* _Exercise goal_
The expected answer is the set of lines in the data below between the line holding "as in [126,14]." and the line holding "The function MUST return, for every instance of the bush, a", inclusive, written out exactly.

* _Extracted material_

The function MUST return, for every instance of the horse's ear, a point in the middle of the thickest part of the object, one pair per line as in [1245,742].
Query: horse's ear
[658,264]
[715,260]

* * *

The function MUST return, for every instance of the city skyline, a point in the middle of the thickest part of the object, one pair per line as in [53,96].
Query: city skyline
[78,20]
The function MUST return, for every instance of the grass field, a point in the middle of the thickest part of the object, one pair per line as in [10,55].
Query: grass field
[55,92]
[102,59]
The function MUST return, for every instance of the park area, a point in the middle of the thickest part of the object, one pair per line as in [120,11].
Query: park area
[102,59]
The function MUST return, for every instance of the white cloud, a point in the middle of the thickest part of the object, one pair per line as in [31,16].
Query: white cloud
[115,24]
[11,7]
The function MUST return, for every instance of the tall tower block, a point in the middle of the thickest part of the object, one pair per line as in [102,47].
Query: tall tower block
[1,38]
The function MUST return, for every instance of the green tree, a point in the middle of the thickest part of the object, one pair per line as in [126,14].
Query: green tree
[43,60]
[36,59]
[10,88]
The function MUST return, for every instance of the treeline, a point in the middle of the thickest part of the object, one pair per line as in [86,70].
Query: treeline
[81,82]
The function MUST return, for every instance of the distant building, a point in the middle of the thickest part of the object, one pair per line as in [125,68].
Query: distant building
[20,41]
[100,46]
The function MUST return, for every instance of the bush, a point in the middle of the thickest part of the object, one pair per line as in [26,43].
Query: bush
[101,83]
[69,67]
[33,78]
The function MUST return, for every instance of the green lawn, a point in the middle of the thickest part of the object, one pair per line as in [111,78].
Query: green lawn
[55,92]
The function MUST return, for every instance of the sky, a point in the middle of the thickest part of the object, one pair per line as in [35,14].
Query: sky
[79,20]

* _Response_
The function MUST return, for every instance of the green tree, a point in the middle of the thickest part of the object, one pair per line as in [126,14].
Query: green tree
[43,60]
[36,59]
[10,88]
The function MUST return, for every instance of the treeline, a point in the middle of the thickest part of the object, one pair per line as in [86,70].
Query: treeline
[81,82]
The function MUST return, for every instance of the distant building, a point in the middle of the thickest part of the object, one pair per line as in [125,68].
Query: distant building
[20,41]
[100,46]
The function MUST return, for every instance of the bush, a point in the middle of the thickest part of the object, one pair per line as in [26,43].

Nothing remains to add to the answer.